Aさんは、いつもにも増して力を入れて弁当を作った。
卵焼き、から揚げにおにぎり。シチューを保温ポットに入れて持たせた。

ところが、娘さんは午前中の試験が終わり、
昼食を取ろうとしてハッとした。弁当がない。
バスの中に忘れて来てしまったことに気付いた。
試験のことで頭がいっぱいだったのだ。

当日は、大学内の売店や食堂は営業していない。
また、試験中の学外への外出は禁止されており、食べ物を買うこともできない。
同じ高校の友達に「分けてあげようか?」と言われたが、申し訳ないので断った。

だが、空腹に加えて、せっかく母親が作ってくれた弁当を
置き忘れてしまったことがショックで気落ちしてしまった。

その時だった。少し離れた席に座っていた男子が近づいて、
チョコレートの箱をサッと渡し、自分の席に戻って行った。
未開封のままの一箱。それにはノートの端を破ったと思われるメモが付いていた。

「弁当をバスの中に忘れたと聞こえてきました。
 脳に糖分。よかったらたべてください」と書かれてあった。
すぐに国語の試験が始まったが、うれしくて涙が出てしまったという。

Aさんは、
「その後はリラックスして問題が解けたと笑顔で帰ってきました。
その男子は試験終了後、すぐに姿が見えなくなり、
お礼を言うことができなかったそうです。
試験会場ではライバル同士のはず。よほど心の温かな方なのでしょう。
娘に手を差し伸べてくださり、ありがとうございました」と話す。

################

◆ やること:
- a) 次の(i)〜(iii)が弁当の話の内容と合うかどうか、それぞれ「はい」か「いいえ」で答え、決め手になる部分を本文からそのまま引用してください。(i) 娘さんは弁当をバスの中に忘れた。(ii) 娘さんは友達が弁当を分けてくれるという申し出を受けた。(iii) 娘さんは試験のあと、チョコレートをくれた男子にお礼を言った。
- b) 一覧のうち、「the stitched seam」を含む行から一覧の最後の行まで、両端も含めてすべてをそのまま書き写してください。

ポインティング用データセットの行
################

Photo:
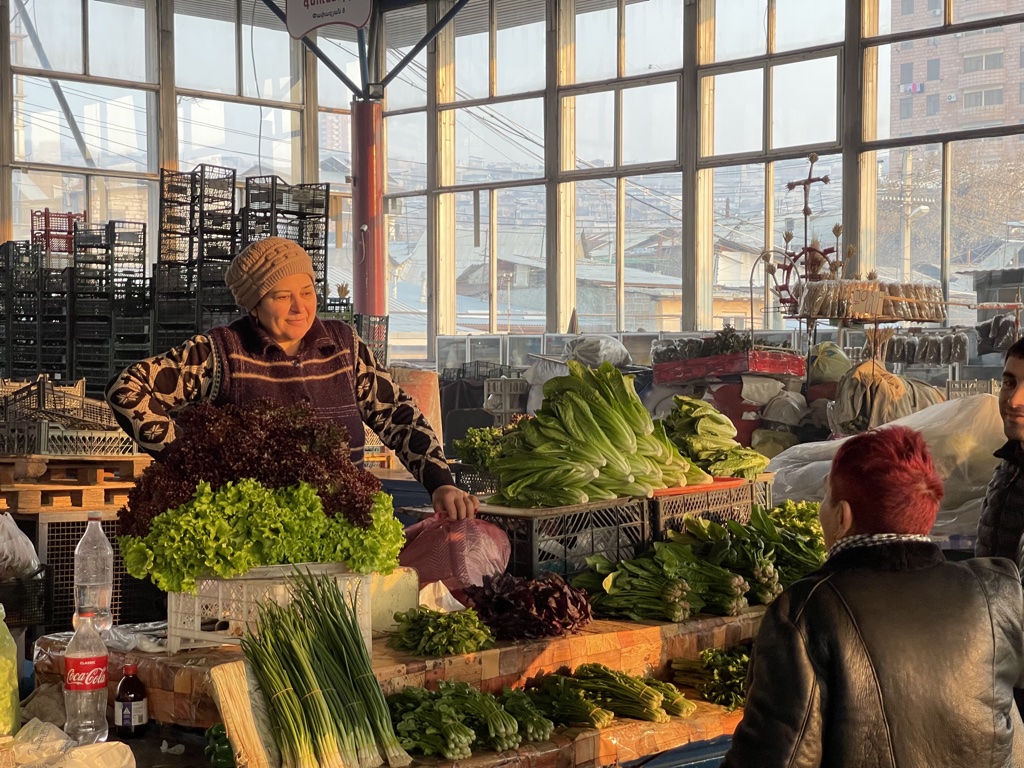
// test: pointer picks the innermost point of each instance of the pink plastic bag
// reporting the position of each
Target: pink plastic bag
(456, 552)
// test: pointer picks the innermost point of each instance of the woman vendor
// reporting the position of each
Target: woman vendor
(282, 351)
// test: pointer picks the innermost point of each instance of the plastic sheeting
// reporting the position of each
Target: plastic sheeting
(962, 434)
(869, 396)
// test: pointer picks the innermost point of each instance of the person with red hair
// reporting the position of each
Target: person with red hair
(888, 655)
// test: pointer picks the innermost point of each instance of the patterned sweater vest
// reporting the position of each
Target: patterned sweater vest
(251, 366)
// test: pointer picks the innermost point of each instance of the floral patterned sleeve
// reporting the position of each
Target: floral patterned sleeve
(394, 416)
(147, 394)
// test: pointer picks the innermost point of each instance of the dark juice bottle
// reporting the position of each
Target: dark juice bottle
(131, 712)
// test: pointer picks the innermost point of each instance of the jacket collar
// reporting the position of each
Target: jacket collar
(259, 341)
(1011, 452)
(895, 556)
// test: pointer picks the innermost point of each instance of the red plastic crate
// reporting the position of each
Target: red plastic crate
(754, 361)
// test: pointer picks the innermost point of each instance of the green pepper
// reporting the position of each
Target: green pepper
(218, 749)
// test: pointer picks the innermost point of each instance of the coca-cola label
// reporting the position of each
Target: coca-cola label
(85, 673)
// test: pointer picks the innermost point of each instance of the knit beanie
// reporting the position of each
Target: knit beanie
(260, 265)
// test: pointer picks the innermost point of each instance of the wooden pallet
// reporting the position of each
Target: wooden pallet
(83, 470)
(31, 498)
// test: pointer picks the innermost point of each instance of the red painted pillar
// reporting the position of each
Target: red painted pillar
(369, 249)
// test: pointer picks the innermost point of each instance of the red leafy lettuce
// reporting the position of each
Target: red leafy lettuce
(515, 607)
(276, 445)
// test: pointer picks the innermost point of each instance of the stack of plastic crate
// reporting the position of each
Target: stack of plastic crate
(53, 233)
(298, 212)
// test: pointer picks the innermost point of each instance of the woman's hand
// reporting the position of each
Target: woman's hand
(454, 502)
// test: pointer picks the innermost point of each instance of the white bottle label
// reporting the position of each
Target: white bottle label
(133, 714)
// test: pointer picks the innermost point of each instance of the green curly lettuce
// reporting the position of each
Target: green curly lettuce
(244, 524)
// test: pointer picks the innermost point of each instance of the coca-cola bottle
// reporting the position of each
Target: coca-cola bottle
(94, 573)
(85, 683)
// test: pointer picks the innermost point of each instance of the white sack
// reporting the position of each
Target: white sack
(962, 434)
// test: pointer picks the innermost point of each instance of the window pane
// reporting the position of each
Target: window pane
(907, 221)
(596, 36)
(402, 30)
(500, 142)
(204, 48)
(985, 215)
(901, 15)
(246, 137)
(653, 253)
(335, 148)
(738, 112)
(472, 262)
(272, 73)
(595, 256)
(649, 123)
(522, 262)
(56, 45)
(339, 43)
(407, 299)
(521, 57)
(739, 215)
(653, 36)
(112, 123)
(801, 25)
(790, 126)
(965, 73)
(407, 152)
(34, 190)
(595, 129)
(125, 200)
(117, 40)
(740, 29)
(472, 51)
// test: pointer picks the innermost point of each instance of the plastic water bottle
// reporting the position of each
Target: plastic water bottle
(94, 573)
(85, 683)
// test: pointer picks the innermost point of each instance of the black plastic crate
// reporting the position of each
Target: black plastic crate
(27, 600)
(560, 540)
(475, 481)
(718, 504)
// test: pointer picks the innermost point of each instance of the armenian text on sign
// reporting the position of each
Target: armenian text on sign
(305, 15)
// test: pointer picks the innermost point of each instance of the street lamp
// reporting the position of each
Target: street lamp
(908, 216)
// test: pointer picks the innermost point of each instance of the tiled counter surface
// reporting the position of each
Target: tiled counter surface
(179, 687)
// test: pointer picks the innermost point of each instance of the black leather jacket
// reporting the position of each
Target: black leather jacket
(1001, 522)
(887, 656)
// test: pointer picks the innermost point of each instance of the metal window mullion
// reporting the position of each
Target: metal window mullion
(493, 271)
(621, 254)
(945, 245)
(7, 132)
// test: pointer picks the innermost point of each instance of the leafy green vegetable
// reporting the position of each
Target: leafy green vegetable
(720, 676)
(243, 524)
(434, 633)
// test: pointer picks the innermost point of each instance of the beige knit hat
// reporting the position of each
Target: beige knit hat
(260, 265)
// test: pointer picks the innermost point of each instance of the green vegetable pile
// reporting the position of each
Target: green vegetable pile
(480, 446)
(719, 677)
(458, 718)
(705, 436)
(595, 693)
(433, 633)
(591, 440)
(242, 525)
(669, 583)
(313, 668)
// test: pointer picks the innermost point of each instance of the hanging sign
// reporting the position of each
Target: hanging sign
(305, 15)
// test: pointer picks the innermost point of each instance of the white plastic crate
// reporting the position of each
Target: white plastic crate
(969, 387)
(228, 607)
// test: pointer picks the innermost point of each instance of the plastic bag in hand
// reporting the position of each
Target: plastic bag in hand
(456, 552)
(17, 556)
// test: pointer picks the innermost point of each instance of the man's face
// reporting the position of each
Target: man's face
(1012, 398)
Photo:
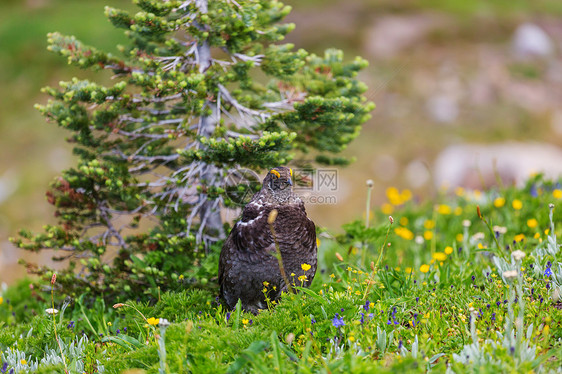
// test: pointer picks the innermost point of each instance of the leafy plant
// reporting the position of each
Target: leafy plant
(203, 88)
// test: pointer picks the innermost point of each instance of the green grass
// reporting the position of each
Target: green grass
(407, 309)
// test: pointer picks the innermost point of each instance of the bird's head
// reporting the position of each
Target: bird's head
(279, 183)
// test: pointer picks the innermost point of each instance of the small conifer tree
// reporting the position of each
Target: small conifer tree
(203, 87)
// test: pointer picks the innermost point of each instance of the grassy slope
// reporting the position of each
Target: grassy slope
(408, 298)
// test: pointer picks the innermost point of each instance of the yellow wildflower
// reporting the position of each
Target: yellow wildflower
(499, 202)
(532, 223)
(429, 224)
(153, 321)
(403, 232)
(405, 195)
(439, 256)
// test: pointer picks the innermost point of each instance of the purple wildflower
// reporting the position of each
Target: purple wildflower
(337, 321)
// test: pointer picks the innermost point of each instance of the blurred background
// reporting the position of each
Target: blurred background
(464, 90)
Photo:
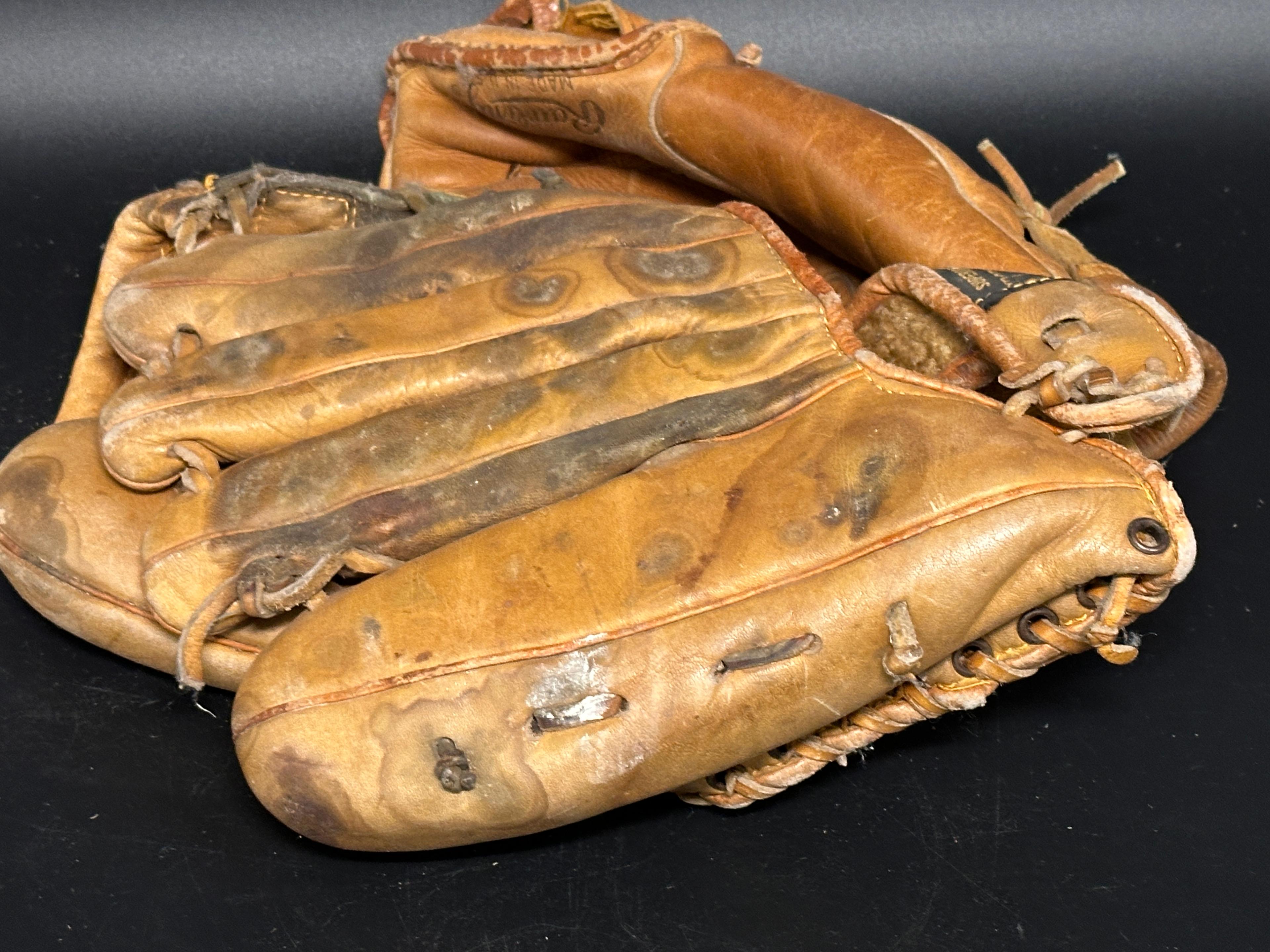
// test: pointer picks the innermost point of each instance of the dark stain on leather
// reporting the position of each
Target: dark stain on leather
(528, 290)
(408, 521)
(342, 343)
(240, 358)
(310, 800)
(31, 500)
(858, 503)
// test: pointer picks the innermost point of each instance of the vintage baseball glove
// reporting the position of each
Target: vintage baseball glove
(70, 535)
(883, 551)
(606, 97)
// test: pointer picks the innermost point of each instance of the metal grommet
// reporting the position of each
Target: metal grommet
(1084, 597)
(958, 658)
(1149, 536)
(1036, 615)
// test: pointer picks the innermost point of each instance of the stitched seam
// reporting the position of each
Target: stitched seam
(477, 461)
(975, 507)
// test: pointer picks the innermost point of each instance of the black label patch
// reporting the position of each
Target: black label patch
(987, 289)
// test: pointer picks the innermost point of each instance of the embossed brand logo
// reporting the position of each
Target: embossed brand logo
(587, 119)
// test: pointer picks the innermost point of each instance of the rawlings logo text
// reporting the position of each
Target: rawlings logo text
(587, 119)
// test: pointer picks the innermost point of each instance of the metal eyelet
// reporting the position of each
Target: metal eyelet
(1084, 597)
(1027, 619)
(1149, 536)
(958, 658)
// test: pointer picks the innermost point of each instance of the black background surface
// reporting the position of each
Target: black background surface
(1090, 808)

################

◆ 答え:
- a)
(i) はい:「バスの中に忘れて来てしまったことに気付いた。」
(ii) いいえ:「申し訳ないので断った。」
(iii) いいえ:「お礼を言うことができなかったそうです。」

- b)
// test: pointer picks the innermost point of each instance of the stitched seam
// reporting the position of each
Target: stitched seam
(477, 461)
(975, 507)
// test: pointer picks the innermost point of each instance of the black label patch
// reporting the position of each
Target: black label patch
(987, 289)
// test: pointer picks the innermost point of each instance of the embossed brand logo
// reporting the position of each
Target: embossed brand logo
(587, 119)
// test: pointer picks the innermost point of each instance of the rawlings logo text
// reporting the position of each
Target: rawlings logo text
(587, 119)
// test: pointer picks the innermost point of each instance of the metal eyelet
// reporting the position of each
Target: metal eyelet
(1084, 597)
(1027, 619)
(1149, 536)
(958, 658)
// test: pointer picks the innermost point of each instance of the black background surface
// reporting the position of each
Target: black background surface
(1090, 808)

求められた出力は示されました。